_TASK STATEMENT_: Please copy out every line in the entries that includes the word "calm".

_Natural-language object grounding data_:
--------------------------------

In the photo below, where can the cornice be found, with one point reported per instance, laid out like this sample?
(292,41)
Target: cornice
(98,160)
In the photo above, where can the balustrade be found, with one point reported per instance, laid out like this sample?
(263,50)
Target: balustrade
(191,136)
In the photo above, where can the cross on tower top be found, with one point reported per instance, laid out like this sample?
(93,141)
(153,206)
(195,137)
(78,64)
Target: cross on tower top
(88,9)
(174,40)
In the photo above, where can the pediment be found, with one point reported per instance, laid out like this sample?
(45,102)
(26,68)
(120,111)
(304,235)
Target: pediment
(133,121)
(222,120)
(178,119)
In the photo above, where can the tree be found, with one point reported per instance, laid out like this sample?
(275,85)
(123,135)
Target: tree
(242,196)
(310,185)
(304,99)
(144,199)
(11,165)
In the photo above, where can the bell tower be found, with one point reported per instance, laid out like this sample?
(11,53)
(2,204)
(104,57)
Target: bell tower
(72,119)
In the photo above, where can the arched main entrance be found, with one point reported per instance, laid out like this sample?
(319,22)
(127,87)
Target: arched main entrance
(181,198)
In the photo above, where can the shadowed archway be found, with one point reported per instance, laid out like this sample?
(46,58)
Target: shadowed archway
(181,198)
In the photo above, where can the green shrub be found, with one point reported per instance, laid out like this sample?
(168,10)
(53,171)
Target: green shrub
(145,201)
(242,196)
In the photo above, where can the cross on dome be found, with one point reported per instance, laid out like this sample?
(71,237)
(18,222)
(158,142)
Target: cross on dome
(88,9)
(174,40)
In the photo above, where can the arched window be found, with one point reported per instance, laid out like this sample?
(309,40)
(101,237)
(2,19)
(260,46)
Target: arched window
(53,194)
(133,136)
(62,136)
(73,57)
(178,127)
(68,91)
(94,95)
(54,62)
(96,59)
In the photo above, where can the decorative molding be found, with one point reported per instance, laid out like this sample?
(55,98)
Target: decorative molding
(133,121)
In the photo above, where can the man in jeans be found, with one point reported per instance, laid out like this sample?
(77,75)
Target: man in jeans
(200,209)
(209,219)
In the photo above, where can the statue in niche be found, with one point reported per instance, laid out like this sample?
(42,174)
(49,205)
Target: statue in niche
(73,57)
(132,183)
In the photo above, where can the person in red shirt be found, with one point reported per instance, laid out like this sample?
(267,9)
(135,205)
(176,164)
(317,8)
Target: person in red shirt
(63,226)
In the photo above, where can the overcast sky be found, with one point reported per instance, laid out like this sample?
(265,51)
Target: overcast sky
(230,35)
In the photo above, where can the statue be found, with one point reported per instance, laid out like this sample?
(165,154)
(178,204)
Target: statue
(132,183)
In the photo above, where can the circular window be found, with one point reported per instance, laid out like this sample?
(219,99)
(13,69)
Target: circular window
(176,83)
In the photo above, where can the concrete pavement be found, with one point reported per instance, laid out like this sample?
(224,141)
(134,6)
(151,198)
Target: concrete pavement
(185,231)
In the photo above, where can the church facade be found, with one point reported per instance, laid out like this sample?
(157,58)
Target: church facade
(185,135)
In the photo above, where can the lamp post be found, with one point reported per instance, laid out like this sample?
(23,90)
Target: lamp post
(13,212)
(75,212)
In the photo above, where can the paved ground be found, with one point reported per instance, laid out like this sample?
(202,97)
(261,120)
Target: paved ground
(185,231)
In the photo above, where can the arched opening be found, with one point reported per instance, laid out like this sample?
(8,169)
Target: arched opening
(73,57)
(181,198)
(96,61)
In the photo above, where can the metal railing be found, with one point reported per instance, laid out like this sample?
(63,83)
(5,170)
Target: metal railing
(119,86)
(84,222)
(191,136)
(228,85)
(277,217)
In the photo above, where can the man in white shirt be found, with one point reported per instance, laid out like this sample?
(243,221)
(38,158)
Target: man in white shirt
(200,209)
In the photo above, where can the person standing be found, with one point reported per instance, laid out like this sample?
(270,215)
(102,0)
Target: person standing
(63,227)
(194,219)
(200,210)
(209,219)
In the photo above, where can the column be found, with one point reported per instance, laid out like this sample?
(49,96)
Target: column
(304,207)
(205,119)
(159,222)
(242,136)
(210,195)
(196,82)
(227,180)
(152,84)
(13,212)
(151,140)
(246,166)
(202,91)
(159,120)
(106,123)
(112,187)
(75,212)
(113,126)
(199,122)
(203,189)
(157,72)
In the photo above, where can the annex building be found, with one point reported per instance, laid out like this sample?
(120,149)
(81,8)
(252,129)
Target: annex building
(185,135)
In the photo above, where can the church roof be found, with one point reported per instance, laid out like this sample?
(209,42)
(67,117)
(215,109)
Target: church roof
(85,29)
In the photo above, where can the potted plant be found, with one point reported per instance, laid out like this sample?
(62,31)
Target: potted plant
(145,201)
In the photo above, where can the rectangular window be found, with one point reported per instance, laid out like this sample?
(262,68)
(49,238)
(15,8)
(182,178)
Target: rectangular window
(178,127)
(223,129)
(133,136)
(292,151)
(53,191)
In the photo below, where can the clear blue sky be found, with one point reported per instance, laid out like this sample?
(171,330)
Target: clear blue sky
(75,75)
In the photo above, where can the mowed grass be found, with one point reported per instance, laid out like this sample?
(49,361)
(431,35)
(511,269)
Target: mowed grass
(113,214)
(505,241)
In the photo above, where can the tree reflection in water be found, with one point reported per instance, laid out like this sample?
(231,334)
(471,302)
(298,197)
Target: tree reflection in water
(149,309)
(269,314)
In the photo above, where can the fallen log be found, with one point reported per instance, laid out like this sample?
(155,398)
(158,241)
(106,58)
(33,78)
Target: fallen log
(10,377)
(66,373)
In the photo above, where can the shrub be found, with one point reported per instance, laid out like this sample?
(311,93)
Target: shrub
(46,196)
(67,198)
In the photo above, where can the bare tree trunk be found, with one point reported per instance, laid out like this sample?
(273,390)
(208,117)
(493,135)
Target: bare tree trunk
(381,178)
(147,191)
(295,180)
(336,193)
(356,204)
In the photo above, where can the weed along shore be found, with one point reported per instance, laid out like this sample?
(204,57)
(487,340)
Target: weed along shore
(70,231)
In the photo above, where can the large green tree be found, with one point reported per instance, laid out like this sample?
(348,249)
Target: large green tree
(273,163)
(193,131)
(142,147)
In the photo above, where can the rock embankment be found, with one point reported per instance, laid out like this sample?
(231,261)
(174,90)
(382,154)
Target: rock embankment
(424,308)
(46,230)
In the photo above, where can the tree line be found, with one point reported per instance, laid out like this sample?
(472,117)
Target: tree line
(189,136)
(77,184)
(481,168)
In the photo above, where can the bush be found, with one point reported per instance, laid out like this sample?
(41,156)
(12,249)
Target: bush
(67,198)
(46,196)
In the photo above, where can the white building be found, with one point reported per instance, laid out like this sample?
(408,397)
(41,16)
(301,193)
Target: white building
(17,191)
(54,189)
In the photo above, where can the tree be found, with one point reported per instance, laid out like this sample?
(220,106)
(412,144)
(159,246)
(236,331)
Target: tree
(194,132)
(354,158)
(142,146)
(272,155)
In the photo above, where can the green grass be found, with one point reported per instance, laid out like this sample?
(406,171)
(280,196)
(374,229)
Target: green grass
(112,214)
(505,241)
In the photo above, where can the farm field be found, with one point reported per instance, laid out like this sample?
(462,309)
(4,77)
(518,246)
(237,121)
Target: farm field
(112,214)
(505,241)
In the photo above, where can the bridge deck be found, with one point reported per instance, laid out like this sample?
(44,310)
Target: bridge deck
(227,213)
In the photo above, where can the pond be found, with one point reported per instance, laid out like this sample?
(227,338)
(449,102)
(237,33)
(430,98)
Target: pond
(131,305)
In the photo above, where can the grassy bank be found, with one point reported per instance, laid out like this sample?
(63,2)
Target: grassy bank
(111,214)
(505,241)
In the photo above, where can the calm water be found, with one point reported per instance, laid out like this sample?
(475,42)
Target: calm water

--------------------------------

_TASK SOLUTION_:
In the photo above, where can the calm water be found, with one point reported per instance, laid out like this sample?
Target: calm water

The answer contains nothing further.